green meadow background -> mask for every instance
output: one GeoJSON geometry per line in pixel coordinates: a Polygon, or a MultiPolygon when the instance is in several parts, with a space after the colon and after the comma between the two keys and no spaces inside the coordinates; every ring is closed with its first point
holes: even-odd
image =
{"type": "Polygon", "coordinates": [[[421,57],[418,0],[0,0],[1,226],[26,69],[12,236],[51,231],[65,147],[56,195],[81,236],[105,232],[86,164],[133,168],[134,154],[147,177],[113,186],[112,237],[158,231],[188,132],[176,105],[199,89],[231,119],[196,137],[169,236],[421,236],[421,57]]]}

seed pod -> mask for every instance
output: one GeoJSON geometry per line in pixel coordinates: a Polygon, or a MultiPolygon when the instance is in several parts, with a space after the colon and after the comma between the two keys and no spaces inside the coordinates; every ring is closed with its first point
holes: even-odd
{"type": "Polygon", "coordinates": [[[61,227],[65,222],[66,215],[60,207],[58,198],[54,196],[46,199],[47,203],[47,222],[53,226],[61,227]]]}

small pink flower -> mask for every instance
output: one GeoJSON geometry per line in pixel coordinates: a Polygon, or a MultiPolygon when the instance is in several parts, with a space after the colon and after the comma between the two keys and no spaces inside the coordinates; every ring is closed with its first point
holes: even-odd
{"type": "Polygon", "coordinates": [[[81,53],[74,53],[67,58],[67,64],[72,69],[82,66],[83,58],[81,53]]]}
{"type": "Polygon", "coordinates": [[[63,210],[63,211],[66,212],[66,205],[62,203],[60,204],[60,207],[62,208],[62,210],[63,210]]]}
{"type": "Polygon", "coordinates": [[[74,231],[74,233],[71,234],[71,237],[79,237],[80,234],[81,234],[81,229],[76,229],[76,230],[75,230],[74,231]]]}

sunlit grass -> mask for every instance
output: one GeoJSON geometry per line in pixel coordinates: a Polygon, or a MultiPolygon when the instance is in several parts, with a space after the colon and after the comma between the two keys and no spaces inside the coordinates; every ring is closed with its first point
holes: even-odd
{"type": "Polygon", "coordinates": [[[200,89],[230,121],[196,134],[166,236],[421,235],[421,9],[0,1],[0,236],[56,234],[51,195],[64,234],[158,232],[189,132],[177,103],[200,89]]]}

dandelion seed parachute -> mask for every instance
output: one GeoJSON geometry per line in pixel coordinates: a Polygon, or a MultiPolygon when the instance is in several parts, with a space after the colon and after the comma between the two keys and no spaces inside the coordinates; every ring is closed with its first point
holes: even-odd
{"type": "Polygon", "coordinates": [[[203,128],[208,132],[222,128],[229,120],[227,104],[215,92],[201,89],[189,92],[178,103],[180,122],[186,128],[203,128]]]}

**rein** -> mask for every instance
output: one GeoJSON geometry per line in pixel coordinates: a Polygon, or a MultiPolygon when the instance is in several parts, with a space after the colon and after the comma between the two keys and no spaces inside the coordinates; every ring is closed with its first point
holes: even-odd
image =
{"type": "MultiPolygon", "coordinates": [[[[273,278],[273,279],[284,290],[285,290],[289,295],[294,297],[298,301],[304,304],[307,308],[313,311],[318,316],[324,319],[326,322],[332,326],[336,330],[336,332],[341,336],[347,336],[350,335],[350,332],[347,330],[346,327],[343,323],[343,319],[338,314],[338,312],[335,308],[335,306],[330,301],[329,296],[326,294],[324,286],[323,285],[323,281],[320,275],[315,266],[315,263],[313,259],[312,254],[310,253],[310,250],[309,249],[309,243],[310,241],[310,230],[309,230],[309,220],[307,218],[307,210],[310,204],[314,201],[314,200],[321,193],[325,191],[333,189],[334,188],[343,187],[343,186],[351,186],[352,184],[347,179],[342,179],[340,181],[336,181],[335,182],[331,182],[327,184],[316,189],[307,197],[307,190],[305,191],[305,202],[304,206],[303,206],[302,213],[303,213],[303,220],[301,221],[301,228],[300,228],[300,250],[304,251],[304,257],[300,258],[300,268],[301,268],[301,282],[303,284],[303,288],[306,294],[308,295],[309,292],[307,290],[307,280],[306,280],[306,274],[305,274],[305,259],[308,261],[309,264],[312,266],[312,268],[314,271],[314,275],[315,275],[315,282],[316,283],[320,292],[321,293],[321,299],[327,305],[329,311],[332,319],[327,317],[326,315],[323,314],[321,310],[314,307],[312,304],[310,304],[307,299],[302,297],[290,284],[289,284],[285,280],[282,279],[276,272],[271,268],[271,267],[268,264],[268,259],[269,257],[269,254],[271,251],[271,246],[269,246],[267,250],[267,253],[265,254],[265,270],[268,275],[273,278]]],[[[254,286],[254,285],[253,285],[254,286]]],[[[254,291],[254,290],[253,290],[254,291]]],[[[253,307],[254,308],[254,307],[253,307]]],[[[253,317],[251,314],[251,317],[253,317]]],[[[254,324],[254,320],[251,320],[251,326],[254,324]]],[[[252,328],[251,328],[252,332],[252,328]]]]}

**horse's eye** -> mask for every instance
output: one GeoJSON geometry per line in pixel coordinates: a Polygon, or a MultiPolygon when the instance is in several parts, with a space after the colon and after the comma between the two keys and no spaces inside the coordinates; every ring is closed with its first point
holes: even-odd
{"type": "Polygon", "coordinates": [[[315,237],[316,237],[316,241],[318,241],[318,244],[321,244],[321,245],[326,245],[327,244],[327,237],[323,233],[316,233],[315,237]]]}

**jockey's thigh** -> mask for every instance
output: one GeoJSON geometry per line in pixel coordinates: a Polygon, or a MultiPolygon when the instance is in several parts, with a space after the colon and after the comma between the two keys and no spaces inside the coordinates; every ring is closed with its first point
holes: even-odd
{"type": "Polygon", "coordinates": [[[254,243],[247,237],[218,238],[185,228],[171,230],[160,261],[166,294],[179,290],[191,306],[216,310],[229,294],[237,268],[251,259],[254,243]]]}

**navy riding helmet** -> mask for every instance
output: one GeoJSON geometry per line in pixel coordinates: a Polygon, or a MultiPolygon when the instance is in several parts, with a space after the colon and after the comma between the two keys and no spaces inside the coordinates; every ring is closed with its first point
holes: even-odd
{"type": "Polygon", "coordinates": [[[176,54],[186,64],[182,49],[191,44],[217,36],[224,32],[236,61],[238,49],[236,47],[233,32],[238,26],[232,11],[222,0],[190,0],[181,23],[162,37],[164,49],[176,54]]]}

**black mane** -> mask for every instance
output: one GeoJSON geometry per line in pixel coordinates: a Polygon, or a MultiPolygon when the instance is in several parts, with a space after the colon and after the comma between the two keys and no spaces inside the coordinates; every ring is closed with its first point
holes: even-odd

============

**Exercise requirements**
Copy everything from the line containing "helmet** -> mask for every instance" down through the end of the records above, swapping "navy" for "dark blue" and leaving all else unchanged.

**Complete output**
**dark blue riding helmet** -> mask for every instance
output: one GeoJSON geometry per line in pixel coordinates: a Polygon, or a MultiPolygon when the instance is in several parts, with a space after the colon and after the comma between the two keys and no spaces inside the coordinates; every ring is closed with its first point
holes: even-odd
{"type": "Polygon", "coordinates": [[[176,54],[186,64],[182,49],[191,44],[217,36],[224,32],[236,61],[238,49],[236,47],[233,32],[238,26],[232,11],[222,0],[190,0],[181,23],[162,37],[164,49],[176,54]]]}

**black mane** -> mask for every instance
output: one GeoJSON geometry per line in pixel coordinates: a Polygon, or a MultiPolygon when the instance is in several parts, with a space after the colon and after the comma between the two keys and no spaces inside the coordinates; every ring is closed with its first point
holes: even-odd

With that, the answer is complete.